• _O que fazer_:
• A. Mude "estatuária" para "escultura" no texto sobre a pedra de Ançã e transcreva tudo o que vai de "A abundância e" até "Cruz daquela cidade.".
• B. Dê seguimento ao texto sobre a pedra de Ançã a partir do ponto em que ele termina.

• _Seleção_:

****************

A exportação fazia-se por via marítima, transportando-se a pedra em carros de bois até à Quinta do Rol, sendo depois embarcada em barcaças que percorriam a Vala de Ançã, formada com águas da ribeira alimentada pelo caudal da grande nascente, denominada Fonte de Ançã. Por essa vala partiam as barcaças, rio Mondego abaixo, até ao porto da Figueira da Foz. Aí era carregada em navios que a levavam até ao seu destino.

A abundância e qualidade da pedra de Ançã atraiu a Coimbra grandes escultores que ali produziram obras notáveis da estatuária religiosa e tumular portuguesa. Entre estes, contam-se: Mestre Pero, provavelmente originário de Aragão, que esculpiu o túmulo da Rainha Santa Isabel, para além de várias Nossas Senhoras do Ó, entre as quais as existentes em Santiago de Compostela e a Corunha; Gil Eanes, autor do portal do Mosteiro da Batalha; João Afonso escultor do túmulo de Afonso de Góis na Igreja Matriz de Góis; Diogo Pires, o Moço, e Diogo Pires, o Velho, autores de estatuária diversa; Nicolau de Chanterene,autor dos túmulos de D. Afonso Henriques e de D. Sancho I de Portugal e do portal da Igreja de Santa Cruz de Coimbra; João de Ruão, autor da Porta Especiosa e do altar da Capela do Santíssimo Sacramento da Sé Velha de Coimbra e do púlpito da Igreja de Santa Cruz daquela cidade.

Ainda hoje, na região, a partir de blocos de calcário explorados nas pedreiras, prepara-se, artesanalmente, pedra de cantaria, lintéis de portas e de janelas, guias de passeios, degraus de escadarias, colunas, corrimões, pias, altares e também esculturas. Os blocos de calcário de Ançã são utilizados também em fundações de edifícios, em paredes, passadeiras e no fabrico de cal.

A sua promoção levou à criação, por parte da Câmara Municipal do concelho de Cantanhede, no distrito de Coimbra, onde se situam as pedreiras, mais concretamente nas freguesias de Ançã, Outil e Portunhos, do Museu da Pedra do Município de Cantanhede, para além de outras actividades de estudo e divulgação.

O principal acervo do Museu da Pedra é constituído por artefactos arqueológicos recolhidos nas estações pré-históricas e romanas do concelho de Cantanhede, achados paleontológicos oriundos das pedreiras locais, estatuária e ornamentos realizados com pedra de Ançã, estatuária religiosa proveniente de igrejas e capelas da região e as ferramentas utilizadas na sua elaboração. O núcleo de exposições temporárias visa a divulgação de produção escultórica contemporânea e a realização de exibições temáticas relacionadas com a pedra e com a sua utilização.

****************

• _Informação fornecida_:
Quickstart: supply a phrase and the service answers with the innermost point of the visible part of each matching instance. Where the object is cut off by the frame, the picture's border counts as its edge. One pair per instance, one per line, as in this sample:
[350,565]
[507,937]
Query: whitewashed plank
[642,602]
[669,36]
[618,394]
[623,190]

****************

• _Respostas escritas_:
• A.
A abundância e qualidade da pedra de Ançã atraiu a Coimbra grandes escultores que ali produziram obras notáveis da escultura religiosa e tumular portuguesa. Entre estes, contam-se: Mestre Pero, provavelmente originário de Aragão, que esculpiu o túmulo da Rainha Santa Isabel, para além de várias Nossas Senhoras do Ó, entre as quais as existentes em Santiago de Compostela e a Corunha; Gil Eanes, autor do portal do Mosteiro da Batalha; João Afonso escultor do túmulo de Afonso de Góis na Igreja Matriz de Góis; Diogo Pires, o Moço, e Diogo Pires, o Velho, autores de escultura diversa; Nicolau de Chanterene,autor dos túmulos de D. Afonso Henriques e de D. Sancho I de Portugal e do portal da Igreja de Santa Cruz de Coimbra; João de Ruão, autor da Porta Especiosa e do altar da Capela do Santíssimo Sacramento da Sé Velha de Coimbra e do púlpito da Igreja de Santa Cruz daquela cidade.

• B.
Património mundial[editar | editar código-fonte]

O calcário de Ançã é Pedra Património Mundial desde 2024. O processo de candidatura foi conduzido pelo Centro de Geociências da Universidade de Coimbra.

Entre outros fatores que contribuíram para a atribuição do “selo” da Unesco,conta-se a presença de muito património arquitetónico e escultórico já reconhecido como património da humanidade, e a perspetiva de concretização do projeto Geoparque Atlântico e respetiva integração na Rede Mundial de Geoparques.

O extraordinário património paleontológico que as pedreiras de Ançã encerram, o valor histórico, artístico e sociológico decorrente da exploração e utilização desse calcário ao longo de vários séculos, a importância desta pedra no período áureo da escultura e arquitetura, como é exemplo da renascença coimbrã que tinha a famosa “pedra de Ançã” como matéria prima por excelência, já mereceu a criação, em 2001, do Museu da Pedra em Cantanhede.[6]

Notas

  1. a b c Casal Moura, A. (2007). Mármores e calcários ornamentais de Portugal. Lisboa: INETI - Instituto Nacional de Engenharia, Tecnologia e Inovação. p. 251, 312. 388 páginas. ISBN 978-972-676-204-1 
  2. Calcários ornamentais portugueses.
  3. ORNABASE - Base de Dados do Catálogo de Rochas Ornamentais Portuguesas Arquivado em 22 de agosto de 2008, no Wayback Machine..
  4. A. Casal Moura, "A pedra natural em Portugal e as suas características gerais"
  5. Valor máximo obtido.
  6. «Cantanhede apoia candidatura do calcário de Ançã a Património Mundial»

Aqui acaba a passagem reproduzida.